▸ **Task to carry out**: Reproduce every line of the data below word for word, with no changes.

▸ **Data provided**:
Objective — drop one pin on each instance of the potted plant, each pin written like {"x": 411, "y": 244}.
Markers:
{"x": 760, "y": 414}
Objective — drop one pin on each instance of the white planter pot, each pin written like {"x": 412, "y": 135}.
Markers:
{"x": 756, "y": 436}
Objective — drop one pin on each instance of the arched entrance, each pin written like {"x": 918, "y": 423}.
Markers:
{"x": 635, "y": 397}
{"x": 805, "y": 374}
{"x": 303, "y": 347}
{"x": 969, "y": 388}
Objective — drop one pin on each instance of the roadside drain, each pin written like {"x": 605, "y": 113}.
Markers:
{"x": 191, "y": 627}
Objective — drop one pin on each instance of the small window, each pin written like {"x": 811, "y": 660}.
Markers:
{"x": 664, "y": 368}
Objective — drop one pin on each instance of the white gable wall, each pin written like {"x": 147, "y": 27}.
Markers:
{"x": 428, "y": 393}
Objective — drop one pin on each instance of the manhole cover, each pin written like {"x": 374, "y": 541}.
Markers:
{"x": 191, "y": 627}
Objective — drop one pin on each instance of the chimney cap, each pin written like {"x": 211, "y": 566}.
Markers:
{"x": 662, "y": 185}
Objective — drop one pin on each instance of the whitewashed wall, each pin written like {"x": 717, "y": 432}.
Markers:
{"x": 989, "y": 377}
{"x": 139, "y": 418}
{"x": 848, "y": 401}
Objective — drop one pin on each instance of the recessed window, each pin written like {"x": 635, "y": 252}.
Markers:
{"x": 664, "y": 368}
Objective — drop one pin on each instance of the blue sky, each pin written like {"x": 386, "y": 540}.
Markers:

▸ **Solution**:
Objective — drop one pin on each instance of the potted plant, each pin written like {"x": 411, "y": 244}.
Markers:
{"x": 760, "y": 414}
Objective — drop one pin on each instance of the white planter pot, each pin written like {"x": 412, "y": 135}.
Markers:
{"x": 756, "y": 436}
Objective — drop one pin on each instance of the arched entrance, each pin written like {"x": 918, "y": 423}.
Markers:
{"x": 635, "y": 397}
{"x": 805, "y": 374}
{"x": 303, "y": 347}
{"x": 969, "y": 388}
Objective — drop one pin on each instance of the roadside drain, each pin written like {"x": 605, "y": 113}.
Markers:
{"x": 191, "y": 627}
Objective — drop one pin on each instance of the small window, each pin written like {"x": 811, "y": 660}.
Markers:
{"x": 664, "y": 368}
Objective — drop one pin on each instance of the white gable wall, each pin written like {"x": 147, "y": 27}.
Markers:
{"x": 428, "y": 393}
Objective — drop one pin on each instance of the manhole cover, each pin written like {"x": 374, "y": 541}.
Markers:
{"x": 191, "y": 627}
Objective — drop one pin on each instance of the chimney cap, each pin written like {"x": 211, "y": 566}.
Markers:
{"x": 662, "y": 185}
Objective — drop one pin on each instance of the whitewashed wall, each pin written like {"x": 717, "y": 432}.
Markers:
{"x": 989, "y": 377}
{"x": 139, "y": 418}
{"x": 848, "y": 401}
Objective — drop one pin on each instance of the recessed window, each pin written like {"x": 635, "y": 252}.
Markers:
{"x": 664, "y": 368}
Objective — drop one pin on each instance of the blue sky, each pin written like {"x": 386, "y": 540}.
Markers:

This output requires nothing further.